§ WORK ORDER: Exact reproductions of all the entries, please, and no pictures.

§ DATA SHOWN:
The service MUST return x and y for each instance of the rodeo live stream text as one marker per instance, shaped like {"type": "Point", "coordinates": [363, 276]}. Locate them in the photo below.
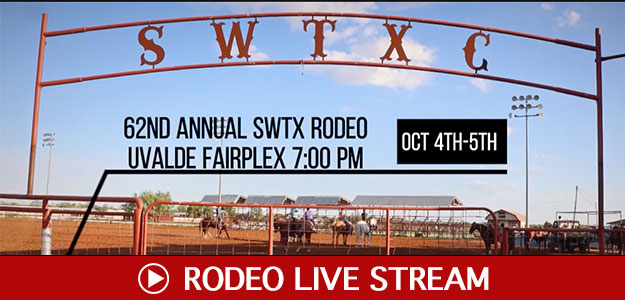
{"type": "Point", "coordinates": [378, 278]}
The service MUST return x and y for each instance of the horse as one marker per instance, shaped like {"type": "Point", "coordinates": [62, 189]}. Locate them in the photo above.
{"type": "Point", "coordinates": [295, 229]}
{"type": "Point", "coordinates": [340, 228]}
{"type": "Point", "coordinates": [616, 240]}
{"type": "Point", "coordinates": [486, 232]}
{"type": "Point", "coordinates": [539, 236]}
{"type": "Point", "coordinates": [362, 230]}
{"type": "Point", "coordinates": [207, 223]}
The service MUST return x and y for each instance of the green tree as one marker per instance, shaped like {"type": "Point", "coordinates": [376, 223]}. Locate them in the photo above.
{"type": "Point", "coordinates": [229, 211]}
{"type": "Point", "coordinates": [149, 197]}
{"type": "Point", "coordinates": [195, 211]}
{"type": "Point", "coordinates": [103, 208]}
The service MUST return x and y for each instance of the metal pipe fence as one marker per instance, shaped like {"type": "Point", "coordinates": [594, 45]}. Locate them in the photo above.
{"type": "Point", "coordinates": [31, 229]}
{"type": "Point", "coordinates": [262, 229]}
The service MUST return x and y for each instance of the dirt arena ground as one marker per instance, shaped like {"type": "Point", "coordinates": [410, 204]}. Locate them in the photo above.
{"type": "Point", "coordinates": [23, 236]}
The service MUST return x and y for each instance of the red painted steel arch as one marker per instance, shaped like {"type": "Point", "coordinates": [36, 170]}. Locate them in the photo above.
{"type": "Point", "coordinates": [596, 48]}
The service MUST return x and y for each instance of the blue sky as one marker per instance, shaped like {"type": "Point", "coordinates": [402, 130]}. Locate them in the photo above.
{"type": "Point", "coordinates": [88, 117]}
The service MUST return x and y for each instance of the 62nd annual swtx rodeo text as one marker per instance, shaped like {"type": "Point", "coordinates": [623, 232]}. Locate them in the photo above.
{"type": "Point", "coordinates": [233, 128]}
{"type": "Point", "coordinates": [266, 157]}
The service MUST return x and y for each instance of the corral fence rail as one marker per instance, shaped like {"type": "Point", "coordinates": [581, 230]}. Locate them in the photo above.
{"type": "Point", "coordinates": [255, 232]}
{"type": "Point", "coordinates": [115, 234]}
{"type": "Point", "coordinates": [547, 240]}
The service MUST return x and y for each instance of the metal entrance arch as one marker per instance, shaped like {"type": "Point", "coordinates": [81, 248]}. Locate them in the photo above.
{"type": "Point", "coordinates": [597, 97]}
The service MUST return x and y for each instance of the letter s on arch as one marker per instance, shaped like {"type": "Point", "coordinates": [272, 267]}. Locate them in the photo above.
{"type": "Point", "coordinates": [469, 50]}
{"type": "Point", "coordinates": [149, 45]}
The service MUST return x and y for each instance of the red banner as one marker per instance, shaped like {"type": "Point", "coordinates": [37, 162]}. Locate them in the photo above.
{"type": "Point", "coordinates": [307, 277]}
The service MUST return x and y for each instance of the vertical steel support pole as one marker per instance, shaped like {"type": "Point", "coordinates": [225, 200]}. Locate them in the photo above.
{"type": "Point", "coordinates": [599, 138]}
{"type": "Point", "coordinates": [527, 176]}
{"type": "Point", "coordinates": [388, 231]}
{"type": "Point", "coordinates": [46, 229]}
{"type": "Point", "coordinates": [270, 230]}
{"type": "Point", "coordinates": [505, 247]}
{"type": "Point", "coordinates": [137, 231]}
{"type": "Point", "coordinates": [33, 136]}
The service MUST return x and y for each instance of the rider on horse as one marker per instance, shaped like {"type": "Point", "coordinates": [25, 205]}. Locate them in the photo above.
{"type": "Point", "coordinates": [348, 225]}
{"type": "Point", "coordinates": [309, 217]}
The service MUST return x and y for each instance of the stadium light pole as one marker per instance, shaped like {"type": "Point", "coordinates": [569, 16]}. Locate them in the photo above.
{"type": "Point", "coordinates": [46, 228]}
{"type": "Point", "coordinates": [527, 106]}
{"type": "Point", "coordinates": [48, 140]}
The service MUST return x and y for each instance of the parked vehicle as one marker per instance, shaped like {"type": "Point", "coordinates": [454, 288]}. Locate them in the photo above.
{"type": "Point", "coordinates": [568, 241]}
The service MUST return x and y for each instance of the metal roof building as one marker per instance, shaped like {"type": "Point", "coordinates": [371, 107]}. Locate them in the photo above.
{"type": "Point", "coordinates": [225, 198]}
{"type": "Point", "coordinates": [262, 199]}
{"type": "Point", "coordinates": [416, 201]}
{"type": "Point", "coordinates": [322, 200]}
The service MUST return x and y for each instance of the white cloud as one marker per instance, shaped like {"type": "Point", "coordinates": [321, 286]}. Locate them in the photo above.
{"type": "Point", "coordinates": [256, 54]}
{"type": "Point", "coordinates": [569, 18]}
{"type": "Point", "coordinates": [511, 131]}
{"type": "Point", "coordinates": [536, 169]}
{"type": "Point", "coordinates": [481, 84]}
{"type": "Point", "coordinates": [496, 188]}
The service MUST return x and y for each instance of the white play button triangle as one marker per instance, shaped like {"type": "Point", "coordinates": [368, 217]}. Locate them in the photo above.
{"type": "Point", "coordinates": [153, 278]}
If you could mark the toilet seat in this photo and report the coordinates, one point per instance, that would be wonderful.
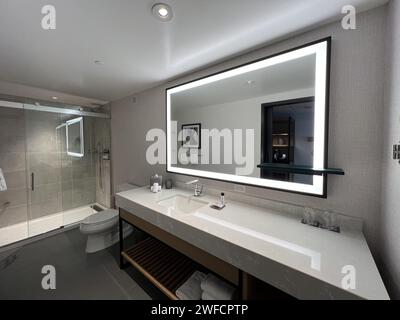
(99, 221)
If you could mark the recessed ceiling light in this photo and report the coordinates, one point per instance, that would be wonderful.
(162, 11)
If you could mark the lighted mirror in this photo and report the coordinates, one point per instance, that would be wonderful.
(262, 124)
(74, 137)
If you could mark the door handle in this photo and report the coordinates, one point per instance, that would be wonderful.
(32, 181)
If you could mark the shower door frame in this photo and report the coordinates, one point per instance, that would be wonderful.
(29, 179)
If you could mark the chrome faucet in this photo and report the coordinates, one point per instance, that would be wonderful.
(198, 188)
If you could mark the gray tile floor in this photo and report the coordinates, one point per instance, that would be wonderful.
(78, 275)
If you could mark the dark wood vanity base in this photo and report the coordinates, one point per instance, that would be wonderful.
(168, 262)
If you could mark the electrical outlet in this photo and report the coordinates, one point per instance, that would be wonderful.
(239, 188)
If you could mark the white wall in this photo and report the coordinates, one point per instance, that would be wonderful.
(355, 121)
(390, 219)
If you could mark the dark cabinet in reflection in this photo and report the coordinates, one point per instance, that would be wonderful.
(287, 136)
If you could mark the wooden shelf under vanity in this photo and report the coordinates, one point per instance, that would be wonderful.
(168, 261)
(165, 267)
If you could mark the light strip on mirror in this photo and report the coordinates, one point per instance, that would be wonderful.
(317, 188)
(69, 123)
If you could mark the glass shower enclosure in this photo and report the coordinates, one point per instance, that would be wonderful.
(56, 166)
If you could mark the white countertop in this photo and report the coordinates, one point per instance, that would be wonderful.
(303, 261)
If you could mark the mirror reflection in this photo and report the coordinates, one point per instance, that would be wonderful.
(74, 137)
(240, 124)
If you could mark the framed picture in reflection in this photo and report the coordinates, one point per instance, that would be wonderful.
(191, 136)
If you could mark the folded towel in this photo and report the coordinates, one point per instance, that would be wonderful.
(207, 296)
(191, 290)
(218, 288)
(3, 185)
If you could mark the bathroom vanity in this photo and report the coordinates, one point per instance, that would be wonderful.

§ OUTPUT FOR THIS TASK:
The service MUST return x and y for each instance of the rodeo live stream text as one marker per instance, shaped like {"type": "Point", "coordinates": [363, 276]}. Locate them in the photo below.
{"type": "Point", "coordinates": [378, 278]}
The service MUST return x and y for each instance of the horse as one marker per instance, shaped like {"type": "Point", "coordinates": [62, 189]}. Locate them in the photo above.
{"type": "Point", "coordinates": [295, 229]}
{"type": "Point", "coordinates": [340, 228]}
{"type": "Point", "coordinates": [616, 240]}
{"type": "Point", "coordinates": [486, 232]}
{"type": "Point", "coordinates": [539, 236]}
{"type": "Point", "coordinates": [362, 230]}
{"type": "Point", "coordinates": [207, 223]}
The service MUST return x and y for each instance of the green tree as one marker per instance, shaped like {"type": "Point", "coordinates": [376, 223]}. Locate them in the photo above.
{"type": "Point", "coordinates": [229, 211]}
{"type": "Point", "coordinates": [149, 197]}
{"type": "Point", "coordinates": [195, 211]}
{"type": "Point", "coordinates": [103, 208]}
The service MUST return x and y for each instance of the metal pipe fence as one marker per instance, shaped like {"type": "Point", "coordinates": [594, 45]}. Locate them in the photo above.
{"type": "Point", "coordinates": [31, 229]}
{"type": "Point", "coordinates": [262, 229]}
The service MUST return x and y for each instance of the dirt arena ground as one marker per instance, shaped like {"type": "Point", "coordinates": [410, 204]}. Locate them in the photo above.
{"type": "Point", "coordinates": [23, 236]}
The service MUST return x and y for each instance of the red painted steel arch as one marker per instance, shaped like {"type": "Point", "coordinates": [36, 170]}. Locate them in the photo above.
{"type": "Point", "coordinates": [596, 48]}
The service MUST return x and y for each instance of the blue sky as one marker per instance, shaped like {"type": "Point", "coordinates": [402, 130]}. Locate them in the photo above.
{"type": "Point", "coordinates": [88, 117]}
The service MUST return x and y for each instance of the 62nd annual swtx rodeo text as one marker per instance, shaped like {"type": "Point", "coordinates": [623, 232]}. Locate them in the photo above.
{"type": "Point", "coordinates": [233, 128]}
{"type": "Point", "coordinates": [266, 157]}
The service MUST return x and y for each instance of the corral fence rail as one marker per instance, shaped like {"type": "Point", "coordinates": [581, 230]}. Locate them in the photo above.
{"type": "Point", "coordinates": [255, 232]}
{"type": "Point", "coordinates": [115, 234]}
{"type": "Point", "coordinates": [547, 240]}
The service MUST return x and y for each instance of the metal entrance arch as one marker per instance, shaped like {"type": "Point", "coordinates": [81, 248]}. Locate them in the photo above.
{"type": "Point", "coordinates": [597, 97]}
The service MUST return x and y for each instance of the letter s on arch as one marker per instance, shaped like {"type": "Point", "coordinates": [272, 267]}. Locate them in the photo above.
{"type": "Point", "coordinates": [469, 50]}
{"type": "Point", "coordinates": [149, 45]}
The service MUST return x and y for each instance of the red banner as one marker per instance, shaped like {"type": "Point", "coordinates": [37, 162]}. Locate them in the photo above.
{"type": "Point", "coordinates": [307, 277]}
The service MUST return x and y for each instance of the vertical steel support pole as one marker per instance, shaped like {"type": "Point", "coordinates": [225, 200]}. Locate them in the photo above.
{"type": "Point", "coordinates": [599, 138]}
{"type": "Point", "coordinates": [527, 176]}
{"type": "Point", "coordinates": [388, 231]}
{"type": "Point", "coordinates": [46, 229]}
{"type": "Point", "coordinates": [270, 230]}
{"type": "Point", "coordinates": [505, 247]}
{"type": "Point", "coordinates": [137, 231]}
{"type": "Point", "coordinates": [33, 136]}
The service MUST return x and y for each instance of the rider on horse as one marker per instance, shaped like {"type": "Point", "coordinates": [25, 205]}. Locate them in the photo above.
{"type": "Point", "coordinates": [348, 225]}
{"type": "Point", "coordinates": [309, 217]}
The service MUST return x and y for each instance of the stadium light pole as one marker per instance, shaped like {"type": "Point", "coordinates": [569, 16]}. Locate them in the photo above.
{"type": "Point", "coordinates": [46, 228]}
{"type": "Point", "coordinates": [527, 106]}
{"type": "Point", "coordinates": [48, 140]}
The service MUST return x and y for each instance of the parked vehicle as one marker per instance, shaped like {"type": "Point", "coordinates": [454, 288]}. Locate them in the photo above.
{"type": "Point", "coordinates": [568, 241]}
The service MUST return x and y for each instance of the metal roof building as one marker per instance, shaped like {"type": "Point", "coordinates": [371, 107]}. Locate them in the photo above.
{"type": "Point", "coordinates": [225, 198]}
{"type": "Point", "coordinates": [262, 199]}
{"type": "Point", "coordinates": [416, 201]}
{"type": "Point", "coordinates": [322, 200]}
The service MUST return x and y for each instance of the white cloud as one marker per instance, shaped like {"type": "Point", "coordinates": [321, 286]}. Locate them in the photo above.
{"type": "Point", "coordinates": [256, 54]}
{"type": "Point", "coordinates": [569, 18]}
{"type": "Point", "coordinates": [511, 131]}
{"type": "Point", "coordinates": [536, 169]}
{"type": "Point", "coordinates": [481, 84]}
{"type": "Point", "coordinates": [496, 188]}
The service MUST return x and y for each instance of the white play button triangle as one marker per instance, shaped like {"type": "Point", "coordinates": [368, 217]}. Locate them in the photo above.
{"type": "Point", "coordinates": [153, 278]}
If you could mark the toilet seat in this photo and report the coordinates, one point per instance, that would be wonderful.
(99, 221)
If you could mark the recessed ceiling light in this photo and report the coordinates, one point per instance, that would be wonderful.
(162, 11)
If you could mark the lighted mirror in this photo and report the coordinates, one point per instance, that would be wonderful.
(262, 124)
(74, 137)
If you could mark the door handle in this photo and report the coordinates, one point per instance, that would be wonderful.
(32, 181)
If you could mark the shower door frame in this photo and report the coordinates, one point per instance, that would be wonderful.
(29, 179)
If you could mark the chrome faucet in this photo and report the coordinates, one point per instance, that would be wonderful.
(198, 188)
If you could mark the gray tile floor in this photo and report the coordinates, one point per instance, that would be wonderful.
(78, 275)
If you could mark the dark wood vanity base in this photo and report the coordinates, one point per instance, that would be wonderful.
(168, 262)
If you could mark the electrical outlet in this photo and report the coordinates, one point per instance, that would be wonderful.
(239, 188)
If you could mark the white wall in this photo and report the coordinates, one point per instance, that would be wonderful.
(355, 121)
(390, 219)
If you could mark the dark cabinet in reflection in this photo and report the coordinates, one point per instance, that would be wonderful.
(287, 136)
If you could mark the wooden shelf under vanity in this photo and report the coordinates, one point per instance, that would be wonderful.
(168, 261)
(165, 267)
If you could mark the light strip on mirror in this photo and report the coordinates, one point per instance, that would be wonderful.
(317, 188)
(69, 123)
If you could mark the glass shower enclosure in this photo and report the coordinates, one point per instance, that would be wonderful.
(56, 166)
If you could mark the white countertop in this photo and report the coordinates, one point per instance, that would be wonderful.
(303, 261)
If you could mark the mirror reflection in this photo and report the coordinates, one point per instance, that would be wonderful.
(74, 137)
(240, 124)
If you could mark the framed picture in reflection in this photo and report the coordinates, one point per instance, that would be wonderful.
(191, 136)
If you could mark the folded towel in this photo and report the coordinates, one point per instance, that would be wonderful.
(207, 296)
(191, 290)
(218, 288)
(3, 185)
If you could mark the bathroom vanity in this photo and report the coordinates, one point per instance, that would be wonderful.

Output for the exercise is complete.